On Tue, 2014-05-13 at 10:00 -0400, Dave Jones wrote:
> On Tue, May 13, 2014 at 04:43:48PM +1000, Michael Ellerman wrote:
>
> > I'm consistently ending up with a watchdog that is spinning using 100% cpu.
> >
> > We are bailing out of __check_main() before clearing shm->mainpid because
> we
> > see that we are already exiting.
> >
> > if (ret == -1) {
> > /* Are we already exiting ? */
> > if (shm->exit_reason != STILL_RUNNING)
> > return FALSE;
> >
> > /* No. Check what happened. */
> > if (errno == ESRCH) {
> >
> >
> > 161 if (shm->exit_reason != STILL_RUNNING)
> > (gdb) print shm->exit_reason
> > $6 = EXIT_FORK_FAILURE
> >
> > It looks like the only other place shm->mainpid is written is in
> > trinity.c:main(), which is dead. So we are stuck forever as far as I can
> tell.
>
> Argh. I hit this exactly once a few weeks back, and thought I had fixed it.

.....

* [SHORT PROBLEM 1]
In the watchdog thread, what value does gdb print for shm->exit_reason?
* [SHORT PROBLEM 2]
Continue the watchdog thread from the point where it stops.

.....

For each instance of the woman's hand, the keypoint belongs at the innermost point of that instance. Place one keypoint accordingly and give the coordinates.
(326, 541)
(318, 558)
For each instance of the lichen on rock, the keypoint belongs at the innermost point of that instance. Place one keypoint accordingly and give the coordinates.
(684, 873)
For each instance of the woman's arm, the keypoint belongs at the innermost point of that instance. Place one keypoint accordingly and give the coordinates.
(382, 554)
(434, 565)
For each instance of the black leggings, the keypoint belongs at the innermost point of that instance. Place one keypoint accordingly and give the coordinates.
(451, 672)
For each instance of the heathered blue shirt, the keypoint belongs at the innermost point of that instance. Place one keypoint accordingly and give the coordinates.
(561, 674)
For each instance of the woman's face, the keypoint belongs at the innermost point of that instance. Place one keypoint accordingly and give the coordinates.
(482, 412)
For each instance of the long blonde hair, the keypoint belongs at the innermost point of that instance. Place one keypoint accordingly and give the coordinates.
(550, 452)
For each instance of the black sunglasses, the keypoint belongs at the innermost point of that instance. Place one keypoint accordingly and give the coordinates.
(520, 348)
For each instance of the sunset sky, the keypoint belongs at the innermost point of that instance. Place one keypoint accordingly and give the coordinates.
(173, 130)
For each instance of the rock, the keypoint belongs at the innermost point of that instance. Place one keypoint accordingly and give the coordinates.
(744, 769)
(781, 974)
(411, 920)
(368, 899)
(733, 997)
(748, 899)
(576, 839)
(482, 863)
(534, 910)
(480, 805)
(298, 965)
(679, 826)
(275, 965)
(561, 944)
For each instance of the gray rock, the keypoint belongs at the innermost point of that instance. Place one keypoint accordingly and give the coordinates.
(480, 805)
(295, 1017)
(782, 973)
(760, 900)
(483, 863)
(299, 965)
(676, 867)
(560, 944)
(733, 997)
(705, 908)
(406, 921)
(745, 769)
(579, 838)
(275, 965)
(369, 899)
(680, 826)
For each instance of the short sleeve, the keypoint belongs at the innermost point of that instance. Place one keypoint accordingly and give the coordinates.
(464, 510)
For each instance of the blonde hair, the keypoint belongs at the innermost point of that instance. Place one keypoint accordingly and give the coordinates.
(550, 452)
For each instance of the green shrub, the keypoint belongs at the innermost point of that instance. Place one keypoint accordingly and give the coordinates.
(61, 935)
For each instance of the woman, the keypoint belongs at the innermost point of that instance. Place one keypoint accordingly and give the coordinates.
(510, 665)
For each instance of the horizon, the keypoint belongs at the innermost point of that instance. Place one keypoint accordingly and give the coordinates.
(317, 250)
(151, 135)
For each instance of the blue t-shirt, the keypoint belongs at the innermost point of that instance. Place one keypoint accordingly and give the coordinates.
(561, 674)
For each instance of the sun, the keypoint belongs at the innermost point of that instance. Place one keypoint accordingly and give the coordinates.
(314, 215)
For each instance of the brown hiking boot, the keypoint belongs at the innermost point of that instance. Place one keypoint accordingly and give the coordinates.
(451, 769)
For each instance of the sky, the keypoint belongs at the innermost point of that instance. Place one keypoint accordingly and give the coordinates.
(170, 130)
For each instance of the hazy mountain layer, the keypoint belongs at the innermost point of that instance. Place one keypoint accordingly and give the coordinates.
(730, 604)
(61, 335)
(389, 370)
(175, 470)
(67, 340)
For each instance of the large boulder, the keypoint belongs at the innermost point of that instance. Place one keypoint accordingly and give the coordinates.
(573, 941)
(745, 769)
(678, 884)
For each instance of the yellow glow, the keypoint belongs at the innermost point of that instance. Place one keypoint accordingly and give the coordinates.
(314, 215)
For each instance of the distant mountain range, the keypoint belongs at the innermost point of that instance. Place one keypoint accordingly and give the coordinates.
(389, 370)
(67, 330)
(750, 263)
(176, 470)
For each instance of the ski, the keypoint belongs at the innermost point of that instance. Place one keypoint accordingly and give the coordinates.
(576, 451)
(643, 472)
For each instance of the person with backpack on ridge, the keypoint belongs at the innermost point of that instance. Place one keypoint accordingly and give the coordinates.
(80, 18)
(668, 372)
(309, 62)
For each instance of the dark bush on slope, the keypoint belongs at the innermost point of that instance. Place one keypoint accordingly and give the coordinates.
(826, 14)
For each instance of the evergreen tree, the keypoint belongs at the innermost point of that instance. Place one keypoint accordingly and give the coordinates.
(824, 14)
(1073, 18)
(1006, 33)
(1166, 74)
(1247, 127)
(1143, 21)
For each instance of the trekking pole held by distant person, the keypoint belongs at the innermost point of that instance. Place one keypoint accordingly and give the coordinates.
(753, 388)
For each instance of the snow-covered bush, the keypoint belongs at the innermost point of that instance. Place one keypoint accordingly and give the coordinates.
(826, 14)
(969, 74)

.....

* [WRITTEN REPLY 1]
EXIT_FORK_FAILURE

* [WRITTEN REPLY 2]
>
> > The last thing in trinity.log is:
> >
> > [main] couldn't create child! (Cannot allocate memory)
> >
> > >From main.c:69:
> >
> > output(0, "couldn't create child! (%s)\n", strerror(errn o));
> > shm->exit_reason = EXIT_FORK_FAILURE;
> > exit(EXIT_FAILURE);
> >
> >
> > So we exited directly and didn't let the code in main() clear shm->mainpid.
> >
> > Not sure what the correct fix is.
>
> I think just clearing mainpid before we call exit is the right thing to
> do here. I'll audit all the other exit() calls too, as this might be a
> problem in other paths.
Thanks. That fix is working for me.
It still exits after a minute or so, because it fails to fork a child in
fork_children().
I have 64 cpus and 16GB of RAM, so that's only 250MB per child.
If I reduce to 32 children then it runs much longer.
I wonder though, should failing to fork a child be a fatal error? Or could it
just skip that child and continue.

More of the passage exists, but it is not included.